» Trabajo requerido:
1 – Según el fragmento del documento, ¿por qué el antropólogo Luis Díaz Viana habla de "identidades de bricolage"? Responde en una a tres oraciones.
2 – ¿En qué revista se leyó el artículo de Alicia de Mingo Rodríguez citado en el fragmento del documento?
3 – Indica si cada afirmación concuerda con el fragmento del documento. Responde sí o no y cita las palabras decisivas del fragmento.
(a) Ponerse en el lugar del otro puede ser un fin en sí mismo.
(b) Para De Mingo, la mayor dificultad de esta virtud no depende de la buena voluntad de uno.
(c) Díaz Viana defiende buscar identidades esenciales.

» Fragmento del documento:
Puede que en la teoría podamos rechazar la dictadura de las identidades, pero la realidad está transitada por cuerpos en los que se inscriben las líneas del poder que le corresponden a sus identidades, ya sea su género, su orientación sexual, su clase, su raza, edad, eligión, adscripción política, nacionalidad, diversidad corporal o funcional, etc. El antropólogo Luis Díaz Viana habla de “identidades de bricolage”, porque estamos constantemente tejiendo y destejiendo nuestro suelo identitario, e insiste en la necesidad de buscar “identidades que sean válidas para el futuro” en vez de “identidades esenciales”. Quizá debiéramos acatar la necesidad de identidades duras allí donde aún se reclama el mínimo de la justicia social y admitir que conforme ascendemos por la pirámide del poder conviene flexibilizar nuestro aferrar identitario. ¿Cómo sino podemos pedir a los hombres devenir mujer y a las mujeres y los hombres devenir musulmanas, precarias o pobres hasta proyectarnos en la circunstancia menos privilegiada de nuestra sociedad? ¿Cómo si no es con una identidad débil, nómada, podremos devenir vaca, cerdo y hasta devenir agua, para entender que nuestros gestos producen círculos concéntricos de afectación que se pierden más allá de nuestra percepción inmediata y son, a su vez, afectados?
Este asunto del role-taking, de ponerse en el lugar del otro, además de un concepto de la psicología, resulta central en la filosofía práctica. Lo leo en la revista Haser, en un fantástico artículo escrito por Alicia de Mingo Rodríguez, de la Universidad de Sevilla. De Mingo explica que ponerse en el lugar del otro es vital en situaciones hermenéuticas donde el sujeto racional y ético no solo ha de ejercer el privilegio de comprender el sentido común de un “nosotros”, sino que ha de ser “inquietado por lo que se refiere a la potencial insuficiencia de un role-taking no ejercitado en una esforzada práctica”. Ponerse en el lugar del otro no puede ser un fin en sí mismo ni encubrir desviaciones, perturbaciones y disensos. Esta investigadora propone que el ponerse en el lugar del otro suponga una “decepción terapéutica” o una “decepción programada” que permita perfeccionar la herramienta como una virtud, en el camino del reconocimiento del otro como un otro diferente, potencialmente disidente y conflictivo que, a su vez, puede reconocernos y que, en ningún caso, podemos suplantar ni puede suplantarnos. En su conclusión, De Mingo pone el foco en la mayor dificultad que enfrentamos a la hora de poner en práctica y perfeccionar esta virtud: no depende de la buena voluntad de uno, sino que requiere de la adquisición de cierto conocimiento expresivo.
“Sin embargo, en algunas ocasiones, y en ello se constata que se trata de un problema epistémico, y no tanto de buena o mala voluntad, simplemente no se repara en que el “ponerse en lugar del Otro” debe operar contando con la capacidad expresiva del Otro mismo, es decir, que sólo puede operar eficazmente si previamente en verdad se ha aceptado y accedido a su diferencia, como tal, antes de e incluso más allá de la posibilidad del consenso”.

» Datos proporcionados:
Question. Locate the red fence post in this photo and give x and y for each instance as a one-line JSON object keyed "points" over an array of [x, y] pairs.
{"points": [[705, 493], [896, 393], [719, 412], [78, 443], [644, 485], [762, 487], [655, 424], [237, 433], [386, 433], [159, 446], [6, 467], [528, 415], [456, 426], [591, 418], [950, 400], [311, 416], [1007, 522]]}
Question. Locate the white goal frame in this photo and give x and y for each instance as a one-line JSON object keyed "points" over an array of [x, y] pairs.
--
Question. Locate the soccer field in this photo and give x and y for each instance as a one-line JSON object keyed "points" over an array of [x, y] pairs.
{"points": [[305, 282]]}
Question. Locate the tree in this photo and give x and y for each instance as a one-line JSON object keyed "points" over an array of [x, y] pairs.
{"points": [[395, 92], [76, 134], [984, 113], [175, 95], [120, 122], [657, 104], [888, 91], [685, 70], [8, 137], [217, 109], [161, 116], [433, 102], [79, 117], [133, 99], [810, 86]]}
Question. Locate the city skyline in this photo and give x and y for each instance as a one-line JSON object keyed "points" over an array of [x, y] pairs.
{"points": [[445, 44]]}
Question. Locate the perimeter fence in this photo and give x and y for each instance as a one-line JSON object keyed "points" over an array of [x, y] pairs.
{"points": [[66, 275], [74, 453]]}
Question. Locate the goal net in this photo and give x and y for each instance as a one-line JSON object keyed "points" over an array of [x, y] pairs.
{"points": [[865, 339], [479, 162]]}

» Resultados por tarea:
1 – Porque estamos constantemente tejiendo y destejiendo nuestro suelo identitario.

2 – En la revista Haser.

3 –
(a) No: "Ponerse en el lugar del otro no puede ser un fin en sí mismo ni encubrir desviaciones, perturbaciones y disensos."
(b) Sí: "no depende de la buena voluntad de uno, sino que requiere de la adquisición de cierto conocimiento expresivo."
(c) No: "identidades que sean válidas para el futuro” en vez de “identidades esenciales”